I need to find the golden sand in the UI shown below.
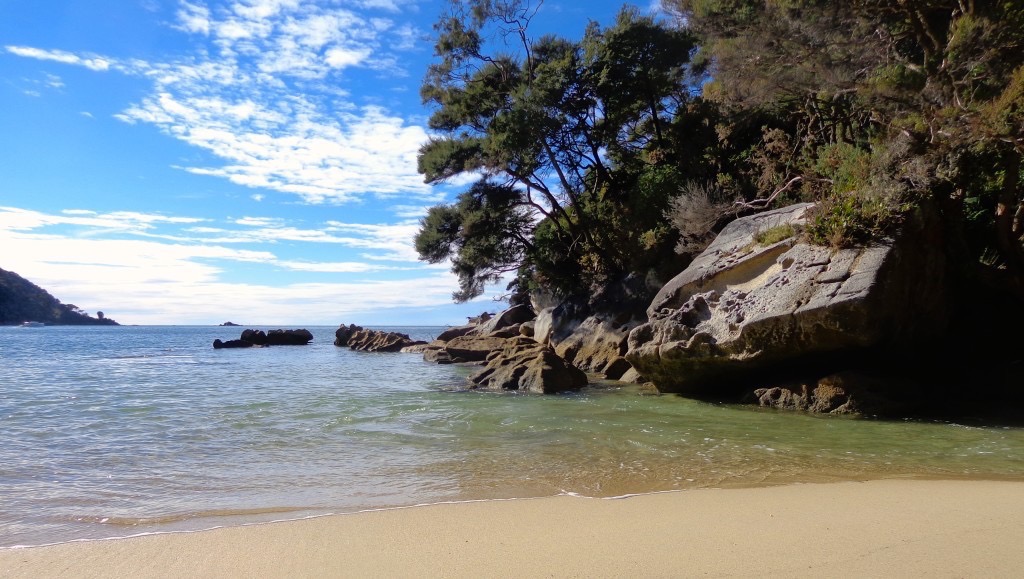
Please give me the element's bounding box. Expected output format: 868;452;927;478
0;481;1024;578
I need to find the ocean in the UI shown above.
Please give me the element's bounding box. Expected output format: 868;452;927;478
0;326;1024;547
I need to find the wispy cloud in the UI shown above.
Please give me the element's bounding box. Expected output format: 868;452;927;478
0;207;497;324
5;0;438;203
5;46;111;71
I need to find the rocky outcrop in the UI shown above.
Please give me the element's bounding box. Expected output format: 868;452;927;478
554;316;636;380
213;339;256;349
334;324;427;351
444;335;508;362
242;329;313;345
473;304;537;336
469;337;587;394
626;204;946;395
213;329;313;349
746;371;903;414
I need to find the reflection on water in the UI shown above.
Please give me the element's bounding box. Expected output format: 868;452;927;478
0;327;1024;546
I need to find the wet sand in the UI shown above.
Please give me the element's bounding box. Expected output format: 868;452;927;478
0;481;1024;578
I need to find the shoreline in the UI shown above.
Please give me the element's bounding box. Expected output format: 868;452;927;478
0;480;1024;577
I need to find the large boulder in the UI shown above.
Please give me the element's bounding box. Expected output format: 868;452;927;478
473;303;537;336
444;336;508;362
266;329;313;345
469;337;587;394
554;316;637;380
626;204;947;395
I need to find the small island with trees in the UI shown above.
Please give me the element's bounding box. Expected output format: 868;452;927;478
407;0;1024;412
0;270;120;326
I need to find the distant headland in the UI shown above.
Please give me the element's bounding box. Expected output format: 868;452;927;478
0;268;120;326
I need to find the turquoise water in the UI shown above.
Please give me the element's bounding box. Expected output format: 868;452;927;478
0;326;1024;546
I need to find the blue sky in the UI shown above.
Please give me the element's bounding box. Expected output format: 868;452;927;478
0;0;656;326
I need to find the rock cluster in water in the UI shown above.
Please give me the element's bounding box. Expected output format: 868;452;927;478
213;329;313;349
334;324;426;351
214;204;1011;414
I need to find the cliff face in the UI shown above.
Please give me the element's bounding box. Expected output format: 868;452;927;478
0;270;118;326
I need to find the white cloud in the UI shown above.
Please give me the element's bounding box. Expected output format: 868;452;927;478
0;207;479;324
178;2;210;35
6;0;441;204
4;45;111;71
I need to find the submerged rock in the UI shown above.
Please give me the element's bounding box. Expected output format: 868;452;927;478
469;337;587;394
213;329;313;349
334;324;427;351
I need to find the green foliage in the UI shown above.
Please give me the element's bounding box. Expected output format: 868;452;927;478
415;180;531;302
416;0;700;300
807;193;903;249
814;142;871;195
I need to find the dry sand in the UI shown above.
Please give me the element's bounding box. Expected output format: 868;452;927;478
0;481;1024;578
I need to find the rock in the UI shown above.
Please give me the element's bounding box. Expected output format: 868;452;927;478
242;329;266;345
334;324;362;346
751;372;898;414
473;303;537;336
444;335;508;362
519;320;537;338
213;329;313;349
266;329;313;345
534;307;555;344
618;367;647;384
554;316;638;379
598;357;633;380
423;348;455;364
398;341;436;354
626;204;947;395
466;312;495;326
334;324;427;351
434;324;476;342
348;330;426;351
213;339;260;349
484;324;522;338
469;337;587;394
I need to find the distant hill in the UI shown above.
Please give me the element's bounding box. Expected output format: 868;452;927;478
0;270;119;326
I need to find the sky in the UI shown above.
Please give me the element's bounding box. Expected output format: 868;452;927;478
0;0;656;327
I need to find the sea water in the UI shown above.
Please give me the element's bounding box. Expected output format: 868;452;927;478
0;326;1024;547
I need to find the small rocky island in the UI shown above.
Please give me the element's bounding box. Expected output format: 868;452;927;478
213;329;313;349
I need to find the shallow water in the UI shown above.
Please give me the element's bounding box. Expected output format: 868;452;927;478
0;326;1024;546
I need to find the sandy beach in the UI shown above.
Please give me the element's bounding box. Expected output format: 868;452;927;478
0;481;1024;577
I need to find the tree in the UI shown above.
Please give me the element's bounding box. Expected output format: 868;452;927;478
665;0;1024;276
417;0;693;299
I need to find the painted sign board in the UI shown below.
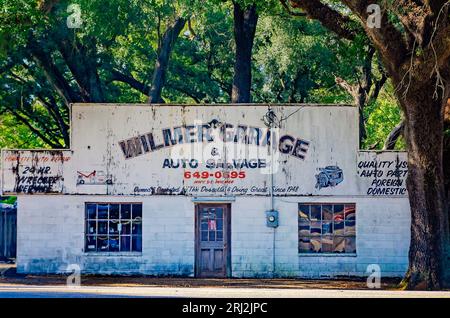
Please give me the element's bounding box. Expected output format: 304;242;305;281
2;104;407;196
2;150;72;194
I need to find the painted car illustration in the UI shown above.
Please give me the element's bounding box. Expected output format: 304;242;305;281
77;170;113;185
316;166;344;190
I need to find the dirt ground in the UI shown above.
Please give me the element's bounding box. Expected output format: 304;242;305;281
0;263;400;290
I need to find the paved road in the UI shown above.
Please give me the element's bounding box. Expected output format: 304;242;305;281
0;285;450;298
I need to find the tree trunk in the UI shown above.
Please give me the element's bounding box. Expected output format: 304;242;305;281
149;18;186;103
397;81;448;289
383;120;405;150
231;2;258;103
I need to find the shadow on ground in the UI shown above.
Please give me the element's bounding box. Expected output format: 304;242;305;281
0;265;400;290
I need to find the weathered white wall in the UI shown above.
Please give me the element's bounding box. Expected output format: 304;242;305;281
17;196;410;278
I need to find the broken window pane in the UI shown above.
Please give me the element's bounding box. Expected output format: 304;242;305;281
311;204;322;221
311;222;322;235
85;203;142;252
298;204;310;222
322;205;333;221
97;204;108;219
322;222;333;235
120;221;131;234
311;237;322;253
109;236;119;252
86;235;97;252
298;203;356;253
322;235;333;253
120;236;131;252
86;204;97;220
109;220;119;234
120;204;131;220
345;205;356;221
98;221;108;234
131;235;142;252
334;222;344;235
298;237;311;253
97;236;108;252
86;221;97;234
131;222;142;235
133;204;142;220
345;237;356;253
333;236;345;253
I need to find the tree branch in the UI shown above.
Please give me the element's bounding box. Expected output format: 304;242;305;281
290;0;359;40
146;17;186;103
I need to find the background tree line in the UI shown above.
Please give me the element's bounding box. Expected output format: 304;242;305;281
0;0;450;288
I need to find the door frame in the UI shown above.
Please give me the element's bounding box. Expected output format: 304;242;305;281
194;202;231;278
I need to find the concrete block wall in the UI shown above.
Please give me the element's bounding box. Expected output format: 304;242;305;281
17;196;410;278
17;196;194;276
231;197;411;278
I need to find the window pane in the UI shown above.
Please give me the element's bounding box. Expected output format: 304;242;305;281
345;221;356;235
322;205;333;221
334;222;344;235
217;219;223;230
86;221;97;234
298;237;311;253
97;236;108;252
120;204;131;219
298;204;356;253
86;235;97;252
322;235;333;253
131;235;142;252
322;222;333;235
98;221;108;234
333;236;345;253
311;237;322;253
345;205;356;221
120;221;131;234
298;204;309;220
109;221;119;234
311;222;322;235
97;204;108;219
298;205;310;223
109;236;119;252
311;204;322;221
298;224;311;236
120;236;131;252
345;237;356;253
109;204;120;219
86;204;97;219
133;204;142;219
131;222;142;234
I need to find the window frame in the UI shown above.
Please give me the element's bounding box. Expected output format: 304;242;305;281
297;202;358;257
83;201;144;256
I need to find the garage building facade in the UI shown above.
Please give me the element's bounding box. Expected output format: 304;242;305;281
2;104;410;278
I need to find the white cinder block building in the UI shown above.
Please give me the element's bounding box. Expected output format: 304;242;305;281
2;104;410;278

---

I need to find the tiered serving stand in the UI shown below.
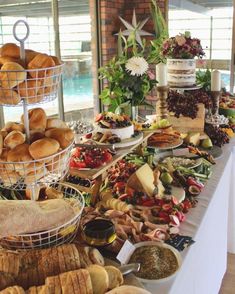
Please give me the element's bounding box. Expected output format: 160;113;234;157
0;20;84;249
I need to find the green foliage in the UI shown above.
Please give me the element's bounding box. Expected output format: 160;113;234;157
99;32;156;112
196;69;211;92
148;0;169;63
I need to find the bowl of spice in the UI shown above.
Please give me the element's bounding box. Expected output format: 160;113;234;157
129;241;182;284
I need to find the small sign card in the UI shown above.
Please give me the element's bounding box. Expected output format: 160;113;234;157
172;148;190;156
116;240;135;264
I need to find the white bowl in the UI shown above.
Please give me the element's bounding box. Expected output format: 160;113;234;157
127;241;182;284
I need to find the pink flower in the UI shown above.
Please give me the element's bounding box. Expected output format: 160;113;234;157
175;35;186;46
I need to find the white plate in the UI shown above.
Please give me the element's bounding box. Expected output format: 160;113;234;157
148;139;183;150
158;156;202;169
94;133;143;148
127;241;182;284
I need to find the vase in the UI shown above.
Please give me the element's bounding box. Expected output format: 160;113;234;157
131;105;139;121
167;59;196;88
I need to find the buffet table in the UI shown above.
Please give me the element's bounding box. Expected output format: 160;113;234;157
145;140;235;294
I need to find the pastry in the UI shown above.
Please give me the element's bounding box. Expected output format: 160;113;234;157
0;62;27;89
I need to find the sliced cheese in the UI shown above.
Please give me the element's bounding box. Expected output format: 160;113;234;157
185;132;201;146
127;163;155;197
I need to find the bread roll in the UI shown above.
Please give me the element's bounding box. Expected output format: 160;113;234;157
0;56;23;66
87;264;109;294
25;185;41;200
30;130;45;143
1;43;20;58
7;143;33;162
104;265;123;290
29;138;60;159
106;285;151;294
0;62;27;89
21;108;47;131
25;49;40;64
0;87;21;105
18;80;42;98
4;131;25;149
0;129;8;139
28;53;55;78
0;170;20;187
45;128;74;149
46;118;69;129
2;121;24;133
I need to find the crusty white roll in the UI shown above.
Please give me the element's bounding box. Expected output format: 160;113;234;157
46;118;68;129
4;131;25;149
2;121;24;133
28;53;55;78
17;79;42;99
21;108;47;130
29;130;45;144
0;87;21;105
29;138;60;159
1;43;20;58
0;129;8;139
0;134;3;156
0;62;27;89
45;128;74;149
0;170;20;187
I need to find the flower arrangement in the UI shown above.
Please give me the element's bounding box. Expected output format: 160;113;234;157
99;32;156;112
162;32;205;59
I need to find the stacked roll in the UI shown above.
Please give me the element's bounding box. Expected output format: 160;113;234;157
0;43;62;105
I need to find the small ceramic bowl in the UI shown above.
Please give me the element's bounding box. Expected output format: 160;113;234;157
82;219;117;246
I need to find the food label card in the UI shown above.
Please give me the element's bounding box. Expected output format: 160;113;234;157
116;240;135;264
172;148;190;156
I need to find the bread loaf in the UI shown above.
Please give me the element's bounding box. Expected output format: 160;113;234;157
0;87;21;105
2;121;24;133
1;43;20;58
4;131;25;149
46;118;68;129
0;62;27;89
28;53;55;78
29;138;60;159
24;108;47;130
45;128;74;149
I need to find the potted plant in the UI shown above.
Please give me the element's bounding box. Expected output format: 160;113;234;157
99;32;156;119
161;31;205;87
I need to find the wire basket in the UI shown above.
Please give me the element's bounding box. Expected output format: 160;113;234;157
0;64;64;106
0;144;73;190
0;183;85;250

- [WORK TO BE COMPLETED]: Reproduce every line from the one containing "I need to find the golden" down to the one containing "214;204;1011;414", including both of those lines, and leave the pictures out of your answer.

- [EXERCISE RESULT]:
I need to find the golden sand in the UI shown below.
Please give me the element's bounding box. Expected output format: 868;452;927;478
0;481;1024;578
I need to find the ocean in the UI shown above.
Please give me the element's bounding box. Expected output format: 868;452;927;478
0;326;1024;547
I need to find the wispy cloud in the UI shown above.
Please give me the element's bounding box. Expected output format: 868;452;927;478
0;207;497;324
5;0;438;203
5;46;111;71
I need to find the rocky outcrop in the UI shown above.
Please give me the element's bounding box. Expected output format: 868;452;927;478
554;316;636;380
213;339;256;349
334;324;427;351
444;335;508;362
242;329;313;345
473;304;537;336
469;337;587;394
626;204;946;395
213;329;313;349
746;371;903;414
I need to find the reflection on water in the UI shown above.
Please give me the element's bounding box. Expected output format: 868;452;927;478
0;327;1024;546
I need to find the wet sand in the UI shown above.
Please give me the element's bounding box. Expected output format: 868;452;927;478
0;481;1024;578
I need to find the shoreline in the UI shown above.
Please give me the element's bounding box. Expected output format: 868;452;927;478
0;480;1024;577
I need to find the large boulder in the UI shown above.
Please give me the element's bounding box. Expected output format: 868;452;927;478
473;303;537;336
444;336;508;362
266;329;313;345
469;337;587;394
554;316;637;380
626;204;947;395
I need to find the small island with trees in the UI shown above.
Please give me the element's bounding box. Expected output format: 868;452;927;478
407;0;1024;412
0;270;120;326
I need to find the distant headland in the UI shown above.
Please give me the element's bounding box. Expected output format: 868;452;927;478
0;268;120;326
I need to find the turquoise water in the UI shown above.
Please give me the element's bounding box. Expected output format: 868;452;927;478
0;326;1024;546
I need to find the blue sky in the UI shown above.
Please give me the element's bounding box. Expected output format: 868;452;927;478
0;0;656;326
I need to find the rock cluster in water in the UI shown above.
Please give me the element's bounding box. Expected output format: 868;452;927;478
213;329;313;349
334;324;426;351
214;204;1011;414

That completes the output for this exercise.